START Document text

Thoughts on “Religion” and whether or not there is a God

So I’ve just been reading another post on Reddit. I have been mentioning Reddit a lot recently, and there is a good reason for that: like many people these days, my brain needs constant stimulation, and I provide that using a variety of different websites. Reddit is one of the top websites that I use.

So I was reading, once again, one of these posts, which asks people to list the dumbest things that others believe. And sure enough, as with any similar post, “Religion” and “God” (and “Christianity” and “the Bible”) featured quite significantly, with some people going to great lengths to slate the idea of believing in God. Frankly, I’m feeling a little defensive as I write this!

END Document text
START Stored rows

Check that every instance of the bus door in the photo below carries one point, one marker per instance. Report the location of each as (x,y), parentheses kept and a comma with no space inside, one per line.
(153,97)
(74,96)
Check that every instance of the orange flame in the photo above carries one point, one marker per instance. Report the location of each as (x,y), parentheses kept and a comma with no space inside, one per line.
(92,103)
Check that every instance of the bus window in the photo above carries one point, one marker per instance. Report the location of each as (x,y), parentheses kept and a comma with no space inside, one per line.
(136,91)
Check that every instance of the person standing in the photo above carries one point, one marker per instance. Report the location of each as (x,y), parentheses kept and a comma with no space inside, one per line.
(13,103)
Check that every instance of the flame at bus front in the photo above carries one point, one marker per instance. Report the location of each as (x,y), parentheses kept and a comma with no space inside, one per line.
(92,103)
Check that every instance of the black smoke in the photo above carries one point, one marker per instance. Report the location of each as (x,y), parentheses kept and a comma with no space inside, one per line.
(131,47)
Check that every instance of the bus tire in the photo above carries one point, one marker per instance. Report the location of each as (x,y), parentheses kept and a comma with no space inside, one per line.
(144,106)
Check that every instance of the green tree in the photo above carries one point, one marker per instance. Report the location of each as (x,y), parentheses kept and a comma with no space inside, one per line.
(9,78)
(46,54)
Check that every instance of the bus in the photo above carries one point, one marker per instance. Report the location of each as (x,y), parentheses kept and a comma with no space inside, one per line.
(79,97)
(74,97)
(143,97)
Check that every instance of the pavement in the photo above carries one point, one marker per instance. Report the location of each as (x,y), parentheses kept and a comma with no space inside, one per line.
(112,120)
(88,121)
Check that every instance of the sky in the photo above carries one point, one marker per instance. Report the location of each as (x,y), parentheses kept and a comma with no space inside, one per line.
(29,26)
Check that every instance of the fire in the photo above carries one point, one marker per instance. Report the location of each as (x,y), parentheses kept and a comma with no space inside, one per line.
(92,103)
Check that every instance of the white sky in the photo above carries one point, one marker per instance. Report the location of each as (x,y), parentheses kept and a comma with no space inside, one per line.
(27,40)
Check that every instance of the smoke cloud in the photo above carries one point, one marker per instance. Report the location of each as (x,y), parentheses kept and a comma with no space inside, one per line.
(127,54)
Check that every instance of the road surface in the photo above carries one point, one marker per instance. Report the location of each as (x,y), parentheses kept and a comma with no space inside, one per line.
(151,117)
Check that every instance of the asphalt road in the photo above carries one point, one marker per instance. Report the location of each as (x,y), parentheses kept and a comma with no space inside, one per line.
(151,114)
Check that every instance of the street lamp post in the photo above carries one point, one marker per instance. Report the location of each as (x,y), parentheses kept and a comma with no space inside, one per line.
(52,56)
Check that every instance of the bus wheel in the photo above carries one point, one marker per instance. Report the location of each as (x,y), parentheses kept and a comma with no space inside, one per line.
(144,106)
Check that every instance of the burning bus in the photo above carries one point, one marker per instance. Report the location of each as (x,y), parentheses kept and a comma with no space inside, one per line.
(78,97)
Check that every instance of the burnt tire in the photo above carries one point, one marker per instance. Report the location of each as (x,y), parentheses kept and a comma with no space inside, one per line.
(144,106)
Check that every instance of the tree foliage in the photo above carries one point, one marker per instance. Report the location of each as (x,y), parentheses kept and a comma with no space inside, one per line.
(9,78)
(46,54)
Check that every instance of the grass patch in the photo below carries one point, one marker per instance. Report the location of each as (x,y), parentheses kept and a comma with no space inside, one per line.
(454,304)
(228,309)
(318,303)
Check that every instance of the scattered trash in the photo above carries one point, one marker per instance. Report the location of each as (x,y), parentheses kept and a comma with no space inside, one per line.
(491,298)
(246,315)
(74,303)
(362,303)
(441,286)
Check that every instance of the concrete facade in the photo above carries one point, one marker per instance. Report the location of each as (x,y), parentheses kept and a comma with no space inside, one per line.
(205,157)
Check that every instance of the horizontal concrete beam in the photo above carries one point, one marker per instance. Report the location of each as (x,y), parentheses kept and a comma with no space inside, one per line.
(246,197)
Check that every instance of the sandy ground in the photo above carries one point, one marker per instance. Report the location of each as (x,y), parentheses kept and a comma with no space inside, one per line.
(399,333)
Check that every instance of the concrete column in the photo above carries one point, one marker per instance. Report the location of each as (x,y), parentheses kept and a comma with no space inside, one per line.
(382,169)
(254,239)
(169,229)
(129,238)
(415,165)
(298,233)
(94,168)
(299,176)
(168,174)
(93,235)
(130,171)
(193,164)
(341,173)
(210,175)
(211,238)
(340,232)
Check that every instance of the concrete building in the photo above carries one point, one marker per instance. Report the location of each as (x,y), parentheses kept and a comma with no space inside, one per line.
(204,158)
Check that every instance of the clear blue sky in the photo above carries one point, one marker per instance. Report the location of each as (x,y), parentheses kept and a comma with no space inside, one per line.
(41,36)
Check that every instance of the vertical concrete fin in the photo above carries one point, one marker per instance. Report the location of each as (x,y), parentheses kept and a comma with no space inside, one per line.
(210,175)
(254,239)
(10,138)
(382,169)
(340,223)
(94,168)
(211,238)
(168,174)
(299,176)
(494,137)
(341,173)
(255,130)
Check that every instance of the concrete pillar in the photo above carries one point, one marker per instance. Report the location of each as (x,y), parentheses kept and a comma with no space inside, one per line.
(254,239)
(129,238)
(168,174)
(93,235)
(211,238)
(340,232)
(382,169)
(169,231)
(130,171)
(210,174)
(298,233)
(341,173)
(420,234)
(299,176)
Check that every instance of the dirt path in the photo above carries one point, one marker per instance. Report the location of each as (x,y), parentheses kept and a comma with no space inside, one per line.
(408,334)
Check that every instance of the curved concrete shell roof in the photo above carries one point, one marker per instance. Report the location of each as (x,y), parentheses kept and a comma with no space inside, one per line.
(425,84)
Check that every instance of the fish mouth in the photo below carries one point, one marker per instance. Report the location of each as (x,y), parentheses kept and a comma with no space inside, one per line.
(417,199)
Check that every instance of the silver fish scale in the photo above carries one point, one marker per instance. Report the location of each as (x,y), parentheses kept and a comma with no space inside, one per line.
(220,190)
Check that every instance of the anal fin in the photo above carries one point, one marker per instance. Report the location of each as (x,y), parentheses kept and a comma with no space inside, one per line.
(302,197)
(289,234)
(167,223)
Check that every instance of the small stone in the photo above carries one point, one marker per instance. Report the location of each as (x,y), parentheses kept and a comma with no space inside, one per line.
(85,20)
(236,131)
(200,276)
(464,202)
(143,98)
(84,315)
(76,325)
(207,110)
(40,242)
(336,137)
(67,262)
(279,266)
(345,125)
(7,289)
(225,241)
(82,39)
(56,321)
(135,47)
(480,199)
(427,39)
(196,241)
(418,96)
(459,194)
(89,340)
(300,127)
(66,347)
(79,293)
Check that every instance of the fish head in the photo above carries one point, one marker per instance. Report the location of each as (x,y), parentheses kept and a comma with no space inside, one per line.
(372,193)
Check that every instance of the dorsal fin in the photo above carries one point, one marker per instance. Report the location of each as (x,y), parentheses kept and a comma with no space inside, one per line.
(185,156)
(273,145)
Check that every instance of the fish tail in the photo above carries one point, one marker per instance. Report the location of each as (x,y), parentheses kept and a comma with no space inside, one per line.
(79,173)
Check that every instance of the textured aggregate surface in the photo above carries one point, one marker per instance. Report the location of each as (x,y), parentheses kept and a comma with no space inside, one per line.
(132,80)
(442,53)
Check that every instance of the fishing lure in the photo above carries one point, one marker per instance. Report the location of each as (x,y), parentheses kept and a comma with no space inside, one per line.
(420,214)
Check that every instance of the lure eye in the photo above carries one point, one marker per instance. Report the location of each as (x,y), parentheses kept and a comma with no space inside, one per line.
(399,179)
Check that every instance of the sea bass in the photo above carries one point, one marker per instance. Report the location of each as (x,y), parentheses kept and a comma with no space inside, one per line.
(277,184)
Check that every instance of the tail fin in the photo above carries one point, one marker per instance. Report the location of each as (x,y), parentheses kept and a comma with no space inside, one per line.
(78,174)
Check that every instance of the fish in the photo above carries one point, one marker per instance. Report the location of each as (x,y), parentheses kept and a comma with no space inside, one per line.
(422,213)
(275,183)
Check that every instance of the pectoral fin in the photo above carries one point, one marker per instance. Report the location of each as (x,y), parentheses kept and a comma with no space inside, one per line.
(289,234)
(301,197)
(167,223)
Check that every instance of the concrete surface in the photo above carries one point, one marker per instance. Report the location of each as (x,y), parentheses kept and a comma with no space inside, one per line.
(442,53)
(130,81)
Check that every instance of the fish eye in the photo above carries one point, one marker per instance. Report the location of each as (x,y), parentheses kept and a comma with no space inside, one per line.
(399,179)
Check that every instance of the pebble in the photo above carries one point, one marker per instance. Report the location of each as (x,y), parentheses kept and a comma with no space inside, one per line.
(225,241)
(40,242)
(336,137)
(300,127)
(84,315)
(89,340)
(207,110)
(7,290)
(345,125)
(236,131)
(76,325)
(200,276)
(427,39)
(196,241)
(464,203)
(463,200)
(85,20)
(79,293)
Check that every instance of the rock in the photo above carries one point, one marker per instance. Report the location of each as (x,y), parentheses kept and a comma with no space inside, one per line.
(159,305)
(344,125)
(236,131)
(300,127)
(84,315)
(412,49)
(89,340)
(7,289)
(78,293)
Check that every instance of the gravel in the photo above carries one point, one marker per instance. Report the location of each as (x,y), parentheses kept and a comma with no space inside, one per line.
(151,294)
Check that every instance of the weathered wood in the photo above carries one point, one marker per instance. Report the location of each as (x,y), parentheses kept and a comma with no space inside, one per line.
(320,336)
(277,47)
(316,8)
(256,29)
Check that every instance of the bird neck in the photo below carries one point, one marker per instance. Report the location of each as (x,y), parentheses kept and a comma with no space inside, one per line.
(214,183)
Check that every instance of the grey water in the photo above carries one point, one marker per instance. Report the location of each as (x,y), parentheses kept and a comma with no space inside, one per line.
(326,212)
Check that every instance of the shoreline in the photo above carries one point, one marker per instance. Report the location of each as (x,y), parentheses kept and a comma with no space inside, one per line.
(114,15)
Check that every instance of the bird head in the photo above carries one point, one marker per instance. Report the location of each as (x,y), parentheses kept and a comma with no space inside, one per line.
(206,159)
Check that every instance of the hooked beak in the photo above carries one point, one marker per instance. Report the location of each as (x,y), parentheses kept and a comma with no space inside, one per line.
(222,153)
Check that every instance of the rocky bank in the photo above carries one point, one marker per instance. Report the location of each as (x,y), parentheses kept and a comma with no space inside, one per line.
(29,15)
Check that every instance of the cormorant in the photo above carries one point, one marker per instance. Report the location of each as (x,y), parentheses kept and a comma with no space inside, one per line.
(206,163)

END Stored rows

■ Set task 1:
Answer each question from the piece on religion and God.
(a) Which website does the writer name as one of the top websites they use?
(b) What did the post the writer was reading ask people to list?
(c) How does the writer say they feel while writing?
■ Set task 2: Carry on the piece on religion and God from its final sentence.
The listing is not required for any of the work here.

■ Written answer 1:
(a) Reddit.
(b) The dumbest things that others believe.
(c) A little defensive.

■ Written answer 2:
This is something I often ask myself in relation to people who don’t believe in God: “Where do they/you get their/your morality from?” What standards tell you what is right or wrong in your life? I’ll give an example, I may well have used this before: there are certain things in the Bible that make easy and practical sense to me, and perhaps to most reasonable people (or “rational” people – ha ha ha!) Like for instance where the Bible says “Thou shalt not murder” or where the Bible teaches that all human beings have inherent value and worth. (This does not cancel out the fact that sometimes people need to be punished for crimes that they commit.) I think that most people would easily agree with those things. So even if you do not believe in the Bible specifically, or God generally, then you might still subscribe to those standards in your life.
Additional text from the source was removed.